=== Begin Enclosure ===
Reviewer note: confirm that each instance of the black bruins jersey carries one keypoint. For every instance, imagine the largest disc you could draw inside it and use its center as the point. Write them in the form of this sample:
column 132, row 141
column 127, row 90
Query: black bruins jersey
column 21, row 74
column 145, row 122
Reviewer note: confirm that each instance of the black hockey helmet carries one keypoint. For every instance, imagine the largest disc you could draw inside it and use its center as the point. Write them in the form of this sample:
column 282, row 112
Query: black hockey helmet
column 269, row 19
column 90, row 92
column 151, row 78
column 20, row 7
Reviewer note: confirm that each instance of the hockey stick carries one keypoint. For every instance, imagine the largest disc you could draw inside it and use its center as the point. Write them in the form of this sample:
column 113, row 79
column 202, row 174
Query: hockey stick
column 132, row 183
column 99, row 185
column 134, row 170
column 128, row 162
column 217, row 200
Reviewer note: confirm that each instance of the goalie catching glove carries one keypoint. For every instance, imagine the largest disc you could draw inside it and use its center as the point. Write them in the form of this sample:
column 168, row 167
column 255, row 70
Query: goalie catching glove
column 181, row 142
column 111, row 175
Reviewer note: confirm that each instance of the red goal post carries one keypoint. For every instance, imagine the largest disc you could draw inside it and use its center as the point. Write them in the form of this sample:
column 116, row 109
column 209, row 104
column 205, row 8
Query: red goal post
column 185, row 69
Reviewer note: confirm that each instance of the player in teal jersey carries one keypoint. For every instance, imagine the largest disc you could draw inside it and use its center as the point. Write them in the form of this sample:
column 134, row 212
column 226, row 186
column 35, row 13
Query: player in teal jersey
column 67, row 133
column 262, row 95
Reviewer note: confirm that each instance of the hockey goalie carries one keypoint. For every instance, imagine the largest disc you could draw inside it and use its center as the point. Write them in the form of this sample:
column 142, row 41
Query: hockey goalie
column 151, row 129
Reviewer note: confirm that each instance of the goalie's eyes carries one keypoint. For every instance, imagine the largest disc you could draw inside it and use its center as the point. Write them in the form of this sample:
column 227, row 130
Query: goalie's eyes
=== End Enclosure ===
| TASK REQUIREMENTS |
Copy out every line in the entries above that holds "eyes".

| WRITTEN RESPONSE |
Reviewer note: confirm that each instance of the goalie's eyes carries one keypoint. For every instance, imagine the largest disc you could draw inside it and use its center as the point. Write them in the form of this sample:
Query: goalie's eyes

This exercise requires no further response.